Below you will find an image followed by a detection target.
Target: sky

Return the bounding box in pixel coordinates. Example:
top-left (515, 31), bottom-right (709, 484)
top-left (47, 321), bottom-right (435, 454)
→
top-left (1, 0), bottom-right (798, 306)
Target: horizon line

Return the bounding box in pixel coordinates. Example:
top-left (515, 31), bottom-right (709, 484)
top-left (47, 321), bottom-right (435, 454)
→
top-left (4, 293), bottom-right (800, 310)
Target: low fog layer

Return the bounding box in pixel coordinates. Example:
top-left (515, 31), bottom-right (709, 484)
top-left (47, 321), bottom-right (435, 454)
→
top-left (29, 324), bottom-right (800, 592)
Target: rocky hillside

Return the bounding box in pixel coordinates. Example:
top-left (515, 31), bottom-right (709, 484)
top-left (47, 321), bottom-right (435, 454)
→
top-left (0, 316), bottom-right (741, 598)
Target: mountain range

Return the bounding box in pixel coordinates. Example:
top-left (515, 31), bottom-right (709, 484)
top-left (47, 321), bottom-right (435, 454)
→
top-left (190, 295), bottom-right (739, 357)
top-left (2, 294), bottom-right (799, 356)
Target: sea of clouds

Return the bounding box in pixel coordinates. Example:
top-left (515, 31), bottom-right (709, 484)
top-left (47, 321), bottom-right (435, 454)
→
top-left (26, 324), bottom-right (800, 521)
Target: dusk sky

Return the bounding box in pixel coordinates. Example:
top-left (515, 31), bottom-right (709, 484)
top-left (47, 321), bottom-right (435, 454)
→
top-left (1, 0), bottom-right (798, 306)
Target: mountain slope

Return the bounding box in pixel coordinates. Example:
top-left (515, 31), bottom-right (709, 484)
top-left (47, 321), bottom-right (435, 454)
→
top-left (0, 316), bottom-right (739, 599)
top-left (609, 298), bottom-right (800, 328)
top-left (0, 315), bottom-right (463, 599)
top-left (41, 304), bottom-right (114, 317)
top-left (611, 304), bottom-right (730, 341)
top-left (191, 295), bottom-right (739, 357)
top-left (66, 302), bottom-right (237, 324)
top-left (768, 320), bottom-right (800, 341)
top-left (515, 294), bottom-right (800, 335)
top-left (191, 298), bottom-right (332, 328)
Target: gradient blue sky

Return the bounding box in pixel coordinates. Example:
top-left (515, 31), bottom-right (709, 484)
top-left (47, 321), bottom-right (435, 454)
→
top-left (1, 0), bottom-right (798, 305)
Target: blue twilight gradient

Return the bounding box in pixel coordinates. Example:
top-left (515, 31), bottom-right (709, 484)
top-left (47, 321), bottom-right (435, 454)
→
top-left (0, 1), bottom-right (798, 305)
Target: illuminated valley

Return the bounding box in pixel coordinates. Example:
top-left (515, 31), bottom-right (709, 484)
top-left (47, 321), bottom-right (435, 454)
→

+---+

■ Try it: Every line above is to be transcribed exactly.

■ Result of the exercise:
Below you will find an image followed by a detection target.
Target: sky

Return the bounding box in pixel coordinates. Example:
top-left (515, 31), bottom-right (709, 484)
top-left (47, 321), bottom-right (435, 454)
→
top-left (1, 0), bottom-right (798, 306)
Target: horizon line

Return the bounding box in pixel coordinates. Example:
top-left (515, 31), bottom-right (709, 484)
top-left (47, 321), bottom-right (435, 454)
→
top-left (4, 293), bottom-right (800, 310)
Target: low fog layer

Return the bounding box in pixel coordinates. Example:
top-left (515, 31), bottom-right (709, 484)
top-left (47, 321), bottom-right (435, 454)
→
top-left (29, 324), bottom-right (800, 592)
Target: rocky hillside

Return the bounding box in pixel coordinates. Example:
top-left (515, 31), bottom-right (709, 484)
top-left (47, 321), bottom-right (435, 454)
→
top-left (0, 316), bottom-right (741, 598)
Target: mountain range

Return the bounding box in pixel coordinates. Example:
top-left (515, 31), bottom-right (709, 484)
top-left (47, 321), bottom-right (435, 454)
→
top-left (190, 295), bottom-right (739, 357)
top-left (2, 294), bottom-right (799, 356)
Target: sea of clouds

Return the bounding box in pixel coordinates. Example:
top-left (515, 31), bottom-right (709, 484)
top-left (47, 321), bottom-right (435, 454)
→
top-left (26, 324), bottom-right (800, 521)
Target: dusk sky

Return the bounding box in pixel coordinates. Example:
top-left (515, 31), bottom-right (709, 484)
top-left (47, 321), bottom-right (435, 454)
→
top-left (1, 0), bottom-right (798, 306)
Target: mountain slope

Return the bounding box in pixel coordinates. Example:
top-left (515, 31), bottom-right (709, 484)
top-left (47, 321), bottom-right (435, 454)
→
top-left (0, 316), bottom-right (739, 599)
top-left (609, 298), bottom-right (800, 328)
top-left (0, 315), bottom-right (463, 599)
top-left (41, 304), bottom-right (114, 317)
top-left (611, 304), bottom-right (730, 341)
top-left (191, 295), bottom-right (739, 357)
top-left (66, 302), bottom-right (237, 324)
top-left (768, 320), bottom-right (800, 341)
top-left (515, 294), bottom-right (800, 335)
top-left (191, 298), bottom-right (332, 328)
Target: gradient blue sky

Return the bounding box in pixel coordinates. Example:
top-left (515, 31), bottom-right (709, 484)
top-left (47, 321), bottom-right (435, 454)
→
top-left (1, 0), bottom-right (798, 305)
Target: blue twilight gradient

Return the bounding box in pixel coordinates. Example:
top-left (515, 31), bottom-right (709, 484)
top-left (47, 321), bottom-right (435, 454)
→
top-left (0, 1), bottom-right (798, 305)
Target: illuminated valley

Return the bounding box in pixel coordinates. Example:
top-left (515, 31), bottom-right (709, 484)
top-left (47, 321), bottom-right (435, 454)
→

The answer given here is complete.